**About this task:** Copy every line of the listing exactly.

**Record set:**
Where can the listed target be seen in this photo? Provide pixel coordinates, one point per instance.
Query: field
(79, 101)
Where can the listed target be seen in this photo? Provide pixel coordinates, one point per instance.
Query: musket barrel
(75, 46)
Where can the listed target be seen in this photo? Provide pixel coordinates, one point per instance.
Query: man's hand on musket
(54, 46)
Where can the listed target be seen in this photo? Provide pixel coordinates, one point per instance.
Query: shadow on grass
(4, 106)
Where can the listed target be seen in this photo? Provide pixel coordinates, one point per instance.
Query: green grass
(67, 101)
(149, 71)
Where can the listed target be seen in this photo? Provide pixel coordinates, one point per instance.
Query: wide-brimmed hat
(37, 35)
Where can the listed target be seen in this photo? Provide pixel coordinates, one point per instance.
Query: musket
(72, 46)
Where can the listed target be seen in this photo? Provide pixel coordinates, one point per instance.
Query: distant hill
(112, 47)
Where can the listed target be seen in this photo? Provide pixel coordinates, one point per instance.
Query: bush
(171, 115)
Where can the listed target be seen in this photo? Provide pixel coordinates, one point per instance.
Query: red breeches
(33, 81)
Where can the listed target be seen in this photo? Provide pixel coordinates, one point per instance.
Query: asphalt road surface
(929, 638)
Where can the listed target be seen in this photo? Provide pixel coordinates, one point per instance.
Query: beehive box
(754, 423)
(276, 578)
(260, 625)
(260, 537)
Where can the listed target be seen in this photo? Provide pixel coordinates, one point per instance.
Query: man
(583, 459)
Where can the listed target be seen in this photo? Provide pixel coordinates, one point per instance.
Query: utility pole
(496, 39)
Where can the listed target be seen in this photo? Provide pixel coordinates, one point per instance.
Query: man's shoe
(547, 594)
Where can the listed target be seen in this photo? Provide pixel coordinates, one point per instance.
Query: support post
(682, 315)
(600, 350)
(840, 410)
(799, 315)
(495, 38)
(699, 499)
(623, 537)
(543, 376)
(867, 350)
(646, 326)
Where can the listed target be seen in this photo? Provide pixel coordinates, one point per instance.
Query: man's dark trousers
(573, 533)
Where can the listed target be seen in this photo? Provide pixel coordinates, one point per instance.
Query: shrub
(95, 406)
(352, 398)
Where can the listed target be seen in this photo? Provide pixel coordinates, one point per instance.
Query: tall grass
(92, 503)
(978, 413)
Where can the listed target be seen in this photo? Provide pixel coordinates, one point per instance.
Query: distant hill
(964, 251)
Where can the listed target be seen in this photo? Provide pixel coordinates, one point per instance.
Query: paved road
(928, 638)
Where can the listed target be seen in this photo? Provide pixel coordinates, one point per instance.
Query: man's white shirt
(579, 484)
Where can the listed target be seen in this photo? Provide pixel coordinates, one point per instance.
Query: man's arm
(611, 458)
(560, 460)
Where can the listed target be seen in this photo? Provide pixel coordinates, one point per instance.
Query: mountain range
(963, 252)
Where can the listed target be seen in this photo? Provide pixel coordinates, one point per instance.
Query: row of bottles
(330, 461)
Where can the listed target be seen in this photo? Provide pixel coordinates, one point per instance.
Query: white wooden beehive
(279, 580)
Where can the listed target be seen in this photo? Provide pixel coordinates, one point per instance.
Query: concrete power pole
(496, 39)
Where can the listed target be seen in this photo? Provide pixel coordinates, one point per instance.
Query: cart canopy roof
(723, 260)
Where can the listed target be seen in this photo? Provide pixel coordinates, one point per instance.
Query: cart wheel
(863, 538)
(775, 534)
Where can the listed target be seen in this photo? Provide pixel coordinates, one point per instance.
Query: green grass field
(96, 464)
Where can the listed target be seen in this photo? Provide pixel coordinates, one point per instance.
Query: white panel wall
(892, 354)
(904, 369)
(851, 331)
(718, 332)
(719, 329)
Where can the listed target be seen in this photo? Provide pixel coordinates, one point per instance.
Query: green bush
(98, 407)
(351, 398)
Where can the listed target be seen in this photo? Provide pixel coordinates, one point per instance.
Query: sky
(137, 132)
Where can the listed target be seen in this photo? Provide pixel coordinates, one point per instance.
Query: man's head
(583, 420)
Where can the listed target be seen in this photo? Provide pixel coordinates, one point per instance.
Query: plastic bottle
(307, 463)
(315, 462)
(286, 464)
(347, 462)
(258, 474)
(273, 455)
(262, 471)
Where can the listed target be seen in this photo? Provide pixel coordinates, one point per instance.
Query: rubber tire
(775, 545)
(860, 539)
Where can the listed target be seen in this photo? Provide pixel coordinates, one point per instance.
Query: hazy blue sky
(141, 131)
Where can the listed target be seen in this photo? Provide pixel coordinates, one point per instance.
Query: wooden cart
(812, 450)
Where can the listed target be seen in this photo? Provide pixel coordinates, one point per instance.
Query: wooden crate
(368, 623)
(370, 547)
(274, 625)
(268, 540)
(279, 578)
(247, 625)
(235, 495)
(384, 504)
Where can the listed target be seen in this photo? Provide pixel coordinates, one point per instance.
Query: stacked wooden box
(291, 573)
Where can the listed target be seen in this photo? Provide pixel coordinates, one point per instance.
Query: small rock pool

**Answer box:**
Where can the listed target be seen in this photo? Provide pixel coordinates, one point per instance.
Query: field
(79, 101)
Where can the listed target be seen in this photo? Provide pixel coordinates, one point per instance.
Query: musket barrel
(75, 46)
Where can the listed target be seen in this photo? Provide pixel coordinates, one point per instance.
Query: man's hand on musket
(54, 46)
Where can the listed target be seen in this photo? Provide pixel coordinates, one point per instance.
Query: shadow on grass
(4, 106)
Where can the listed target be seen in this photo? Provide pixel coordinates, one point per instance.
Query: green grass
(67, 101)
(149, 71)
Where can the listed target be seen in this photo? Provide pixel coordinates, one point per instance.
Query: wide-brimmed hat
(37, 35)
Where can the listed target be seen in this photo? Provide pixel coordinates, one point per instance.
Query: musket
(72, 46)
Where can the listed target be seen in this photo? Provide pixel coordinates, one point per instance.
Query: distant hill
(112, 47)
Where can the listed target be seen in this photo? Provide pixel coordinates, one point per instance.
Query: bush
(171, 115)
Where can the listed target be seen in this photo? Provide pixel coordinates, one point per instance.
Query: red breeches
(33, 81)
Where can the listed target be seen in this photo? Provide pixel coordinates, one point per instance.
Query: asphalt road surface
(929, 638)
Where can the listed target be seen in this photo? Provide pixel coordinates, one point per instance.
Query: beehive box
(754, 423)
(276, 578)
(260, 625)
(260, 537)
Where can the listed target be seen in this photo? Provide pixel coordinates, one point per instance.
Query: man
(583, 459)
Where can the listed target be seen in this photo? Provide pixel coordinates, one point per instance.
Query: utility pole
(496, 39)
Where can the listed target be seen in this photo? Provide pixel coordinates, one point per instance.
Query: man's shoe
(547, 594)
Where can the listed target be seen in this photo? Provide pixel coordinates, one point per instance.
Query: support post
(682, 315)
(600, 350)
(840, 410)
(799, 315)
(495, 38)
(699, 499)
(623, 537)
(543, 376)
(867, 350)
(646, 326)
Where can the listed target be seen in this photo? Provide pixel coordinates, one point per instance.
Query: man's dark trousers
(573, 533)
Where can the listed target be seen in this photo? Provide pixel coordinates, one point per instance.
Query: shrub
(95, 406)
(352, 398)
Where can the listed target be seen in this photo? Provide pixel coordinates, one point per instance.
Query: tall grass
(92, 503)
(978, 413)
Where can the listed target be seen in this photo? Provide pixel coordinates, one point per instance.
Query: distant hill
(964, 251)
Where can the listed target be seen in this photo? Provide pixel coordinates, one point per instance.
Query: paved road
(928, 638)
Where can the listed target be seen in this photo? Provide pixel coordinates, one point per instance.
Query: man's white shirt
(579, 484)
Where can the listed target be seen in this photo? Provide pixel coordinates, one point per instance.
Query: man's arm
(611, 458)
(560, 460)
Where can the listed target be seen in this photo? Provide pixel coordinates, one point per instance.
Query: mountain range
(963, 252)
Where can the listed target be seen in this photo? Provide pixel coordinates, one point per instance.
Query: row of bottles
(330, 461)
Where can the listed target be seen in this photo? Provide pixel coordinates, one point per instance.
Query: white wooden beehive
(279, 580)
Where can the listed target be seen in this photo? Provide pixel coordinates, one point per instance.
Query: concrete power pole
(496, 39)
Where can the listed target be seen in this photo? Provide pixel coordinates, one point per instance.
Query: cart canopy roof
(723, 260)
Where can the listed target be seen in this photo? Provide pixel coordinates, one point per instance.
Query: cart wheel
(863, 538)
(775, 534)
Where can the listed target be seen in this photo? Provide pixel coordinates, one point per instance.
Query: green grass field
(96, 464)
Where can the listed target be seen in this photo? Provide pixel coordinates, one point per instance.
Query: white panel wall
(892, 354)
(904, 369)
(851, 331)
(718, 332)
(719, 329)
Where can the listed target be seen in this photo? Provide pixel coordinates, one point per instance.
Query: green bush
(98, 407)
(351, 398)
Where can the listed target be seen in this photo? Provide pixel coordinates, one point per instance.
Query: sky
(137, 132)
Where can the listed target be seen in this photo? Provide pixel coordinates, one point per instance.
Query: man's head
(583, 420)
Where can the listed target be seen in this photo? Provide pixel coordinates, one point per instance.
Query: plastic bottle
(307, 463)
(315, 462)
(286, 464)
(347, 462)
(258, 474)
(273, 455)
(262, 471)
Where can the listed target be seen in this photo? Provide pixel coordinates, one point per instance.
Query: rubber tire
(775, 545)
(860, 539)
Where can the listed target be seen in this photo? Provide pixel coordinates, one point per instance.
Query: hazy blue sky
(141, 131)
Where can the listed target be seen in this photo? Provide pixel coordinates, one point per instance.
Query: wooden cart
(812, 450)
Where can the listed target be seen in this photo? Provide pixel coordinates, one point per instance.
Query: wooden crate
(368, 623)
(370, 547)
(274, 625)
(268, 540)
(279, 578)
(247, 625)
(235, 495)
(384, 504)
Where can the listed target be seen in this photo? Provide pixel coordinates, one point per instance.
Query: stacked wooden box
(291, 573)
Where can the listed target be seen in this photo? Provide pixel coordinates, one point per instance.
Query: small rock pool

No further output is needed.